■ Exercise ■
Pick out every line of the material that contains the string "bridge", and copy each one.
>> begin Supplied records
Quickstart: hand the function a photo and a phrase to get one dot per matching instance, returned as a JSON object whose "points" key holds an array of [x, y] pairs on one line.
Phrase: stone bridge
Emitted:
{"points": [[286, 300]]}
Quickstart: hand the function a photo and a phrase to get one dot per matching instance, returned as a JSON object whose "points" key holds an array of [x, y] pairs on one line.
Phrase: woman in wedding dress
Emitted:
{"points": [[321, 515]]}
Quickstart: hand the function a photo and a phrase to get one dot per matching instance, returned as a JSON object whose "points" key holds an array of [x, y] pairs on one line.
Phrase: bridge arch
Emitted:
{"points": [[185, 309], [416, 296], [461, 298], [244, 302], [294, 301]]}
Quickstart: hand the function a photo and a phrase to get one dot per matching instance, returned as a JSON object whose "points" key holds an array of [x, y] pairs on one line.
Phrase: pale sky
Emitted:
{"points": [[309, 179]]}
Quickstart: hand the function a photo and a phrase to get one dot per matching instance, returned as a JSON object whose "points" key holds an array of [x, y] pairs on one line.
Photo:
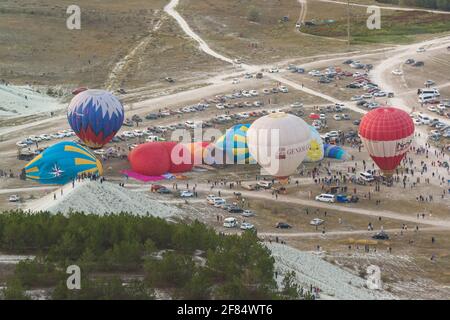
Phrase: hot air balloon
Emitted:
{"points": [[95, 116], [235, 145], [158, 158], [335, 152], [316, 151], [279, 143], [198, 151], [387, 134], [61, 163]]}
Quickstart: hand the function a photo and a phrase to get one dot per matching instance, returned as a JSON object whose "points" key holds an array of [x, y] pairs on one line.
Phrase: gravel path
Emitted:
{"points": [[311, 270]]}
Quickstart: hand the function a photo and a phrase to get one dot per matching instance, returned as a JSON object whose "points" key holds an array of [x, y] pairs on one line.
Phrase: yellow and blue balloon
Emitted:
{"points": [[62, 163]]}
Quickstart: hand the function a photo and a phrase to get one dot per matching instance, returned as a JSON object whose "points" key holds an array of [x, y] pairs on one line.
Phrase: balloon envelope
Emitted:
{"points": [[387, 134], [279, 143], [158, 158], [335, 152], [61, 163], [316, 151], [95, 116], [235, 144]]}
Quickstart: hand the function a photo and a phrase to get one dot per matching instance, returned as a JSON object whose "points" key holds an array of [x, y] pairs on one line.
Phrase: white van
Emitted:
{"points": [[230, 222], [424, 119], [433, 91], [365, 176], [325, 197], [217, 202], [426, 98], [265, 184]]}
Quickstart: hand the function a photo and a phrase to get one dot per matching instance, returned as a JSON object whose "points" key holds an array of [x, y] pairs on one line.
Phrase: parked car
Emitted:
{"points": [[247, 226], [325, 197], [265, 184], [316, 222], [366, 176], [248, 213], [381, 236], [283, 225], [230, 222], [14, 198], [164, 191], [284, 89], [186, 194]]}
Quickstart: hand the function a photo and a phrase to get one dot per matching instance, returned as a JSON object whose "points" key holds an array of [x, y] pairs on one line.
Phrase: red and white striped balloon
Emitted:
{"points": [[387, 134]]}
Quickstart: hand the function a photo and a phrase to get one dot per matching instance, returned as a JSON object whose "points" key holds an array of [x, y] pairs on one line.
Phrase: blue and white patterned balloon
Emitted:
{"points": [[95, 116]]}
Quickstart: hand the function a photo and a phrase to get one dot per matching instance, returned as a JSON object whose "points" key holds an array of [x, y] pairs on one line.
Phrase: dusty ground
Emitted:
{"points": [[108, 36], [152, 46]]}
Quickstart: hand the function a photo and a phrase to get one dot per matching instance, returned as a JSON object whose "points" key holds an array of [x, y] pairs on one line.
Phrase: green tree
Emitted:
{"points": [[254, 15], [14, 290]]}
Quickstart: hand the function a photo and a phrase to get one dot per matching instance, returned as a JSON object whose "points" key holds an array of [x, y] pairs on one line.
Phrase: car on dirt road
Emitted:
{"points": [[316, 222], [325, 197], [283, 225], [186, 194], [14, 198], [247, 226], [284, 89]]}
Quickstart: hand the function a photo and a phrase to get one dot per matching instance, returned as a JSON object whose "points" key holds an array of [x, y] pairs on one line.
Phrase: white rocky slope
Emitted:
{"points": [[333, 281], [17, 101], [94, 197]]}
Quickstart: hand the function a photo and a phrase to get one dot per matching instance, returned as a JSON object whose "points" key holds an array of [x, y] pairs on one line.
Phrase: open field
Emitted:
{"points": [[136, 45], [109, 34]]}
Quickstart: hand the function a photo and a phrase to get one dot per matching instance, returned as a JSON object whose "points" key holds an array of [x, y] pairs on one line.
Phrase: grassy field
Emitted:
{"points": [[396, 26], [37, 48], [232, 30]]}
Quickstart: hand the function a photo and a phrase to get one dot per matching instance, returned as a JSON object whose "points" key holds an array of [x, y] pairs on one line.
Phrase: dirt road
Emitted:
{"points": [[387, 8], [412, 218]]}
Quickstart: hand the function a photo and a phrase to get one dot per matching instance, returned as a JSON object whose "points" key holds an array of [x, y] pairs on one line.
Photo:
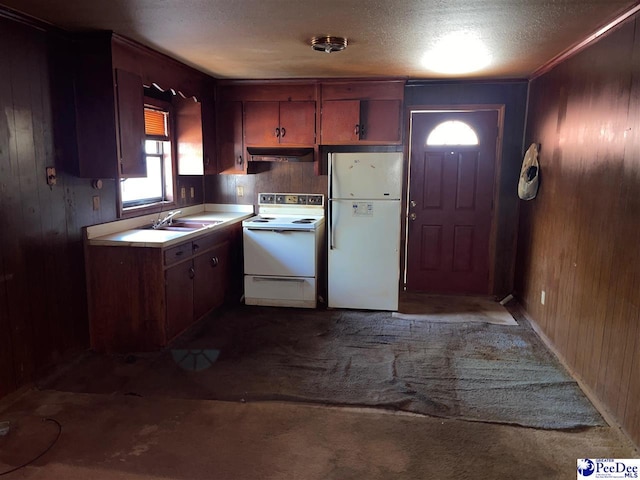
>> end Supplied records
■ Finished answer ■
Phrase: stone bridge
Phrase: bridge arch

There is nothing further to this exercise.